PASSAGE:
-- START --

Thursday, February 6, 2014


"A Road We Do Not Know"

by Frederick J. Chiaventone

The book title “A Road We Do Not Know” is taken from what Lieutenant Colonel George Armstrong Custer’s Ree Indian friend and chief scout Bloody Knife tells Custer prior to the Colonel’s attack on a huge village of defiant Sioux, Cheyenne, and Arapaho Indians. Custer has been warned by his Indian scouts that the village is much larger than he thinks. Addressing the sun, Bloody Knife states, “I shall not see you go down behind the mountains tonight.” Indicating the soldiers about them, he predicts, “All of these people will get killed.” Knowing that Custer will not change his mind, he concludes, “Good hunting to you, old friend. You and I are both going home tonight by a road we do not know.”

The year is 1876. The location is Wyoming near the Yellowstone River. General Terry has ordered a three-prong attack on what is vastly underestimated to be 800 warriors plus women and children. Custer with 600 men and Colonel Gibbon with 700 men are to approach the Indian settlement separately from the north and General Crook with 900 is to advance from the south. Custer’s 7th Cavalry is assigned to keep the settlement from scattering to the east and south. “Well, well, eight hundred young bucks. This should not be too much trouble, I shouldn’t think. It should be a fairly easy task to pen ‘em up and force ‘em back to the reservation,” the commanding general concludes.

Leaving his meeting with Terry and Gibbon, Custer sketches out mentally his plan of attack. “Keep the scouts out poking about, get the enemy’s location pinpointed, and hit ‘em first thing in the morning. Get ‘em just as the sun comes up. Perfect. They’ll be groggy, sun’ll be in their eyes. We’ll hit ‘em from two sides, put ‘em in a panic. The Rees and Crows [his Indian allies] can run off the pony herd, and they’ll run straight into Gibbon and Terry. Shouldn’t even be much of a fight at all. They won’t want to risk it with the women and children right there.”

Custer initiates his plan. His Ree and Crow and civilian scouts see from a great distance what they believe is evidence of a very large settlement. It is hidden by ridges, but its pony herd, barely visible, causes the scouts to believe the village vastly exceeds what Custer anticipates.

Custer rejects his scouts’ recommendation to proceed cautiously. He is not able to see and interpret what his scouts perceive. Bloody Knife advises him to delay the attack two days to allow Colonel Gibbon to join him. In one of the best scenes in the novel Bloody Knife tells Custer, “But your world is smaller than my world. You see what you expect to see and nothing else. You cannot see what you don’t want to look for.” He continues. “Where we looked, we could see the ground moving when it should not move. Your eyes tell you it was just the wind in the buffalo grass, but I know there is no wind to make the grass move. There is a big village there. This plan is not a good one, old friend.” Custer, worried that two days would be too long to keep his presence a secret, rejects Bloody Knife’s advice. Convinced later in the day that a Sioux scouting party has detected the cavalry’s approach, Custer decides to begin his attack that day, June 25, rather than at sunrise the following morning. The Indians must not be allowed to scatter.

-- END --

DATA SUPPLIED:
-- START --

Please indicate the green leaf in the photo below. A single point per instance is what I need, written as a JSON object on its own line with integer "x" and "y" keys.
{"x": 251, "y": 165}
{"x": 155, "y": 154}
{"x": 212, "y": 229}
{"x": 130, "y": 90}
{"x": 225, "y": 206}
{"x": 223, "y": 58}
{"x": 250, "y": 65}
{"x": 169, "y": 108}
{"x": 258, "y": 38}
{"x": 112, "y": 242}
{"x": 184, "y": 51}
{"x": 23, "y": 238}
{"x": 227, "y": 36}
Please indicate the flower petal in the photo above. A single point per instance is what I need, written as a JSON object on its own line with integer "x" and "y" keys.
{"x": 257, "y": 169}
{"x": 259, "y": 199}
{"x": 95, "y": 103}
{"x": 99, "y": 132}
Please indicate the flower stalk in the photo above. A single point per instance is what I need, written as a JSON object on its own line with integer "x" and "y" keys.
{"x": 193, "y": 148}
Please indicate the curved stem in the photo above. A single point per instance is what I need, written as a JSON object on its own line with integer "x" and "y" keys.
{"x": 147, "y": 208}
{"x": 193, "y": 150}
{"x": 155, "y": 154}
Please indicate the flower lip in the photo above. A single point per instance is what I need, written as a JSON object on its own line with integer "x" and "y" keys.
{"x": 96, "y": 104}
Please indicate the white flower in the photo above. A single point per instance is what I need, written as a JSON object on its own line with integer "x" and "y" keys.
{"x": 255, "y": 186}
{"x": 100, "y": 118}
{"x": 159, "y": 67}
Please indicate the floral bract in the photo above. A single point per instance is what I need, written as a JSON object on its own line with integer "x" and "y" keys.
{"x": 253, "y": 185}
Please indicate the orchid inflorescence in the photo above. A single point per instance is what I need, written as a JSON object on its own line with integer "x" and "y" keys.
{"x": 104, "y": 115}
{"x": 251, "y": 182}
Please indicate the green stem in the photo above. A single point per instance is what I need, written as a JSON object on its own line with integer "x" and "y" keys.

-- END --

WORK TO BE COMPLETED:
Carry on the book review about Custer's attack from the point where it stops.

RESPONSE BELOW:
The Indian settlement has not intention of leaving. Their mind-set is represented by the thoughts of the Hunkpapa Sioux tribesman Gall. “”First they were like small raindrops and we brushed them away and went to our lodges to stay dry, but now they are like the storms that fill the rivers and make the floods that carry everything away. They are the flood and they will sweep our lodges and our people away before them. … We should teach” our children “how to fight, how to take the wasichus’ [white men’s] guns and turn them against them.”

Custer commits Major Reno’s brigade. It fords the Little Bighorn River and fires into the tipis of the Hunkpapa Sioux. From the top of a bluff Custer sees the actual size of this part of the village. He is amazed. Rather than 400 lodges, he estimates there are at least a thousand. He decides he can still accomplish his mission if he acts decisively. It is at this moment that Bloody Knife tells him about the road “we do not know.” By day’s end all but Captain Benteen’s brigade, which arrived at the battle scene tardily, and a portion of Reno’s brigade have been killed.

I recommend “A Road We Do Not Know” only to readers who appreciate the details of important historical events and who want to experience vicariously the thought-processes and emotions of more than two dozen characters. There are no romantic sub-plots here. Frederick J. Chiaventone knows his material. His novel is very well researched. He also knows how to write.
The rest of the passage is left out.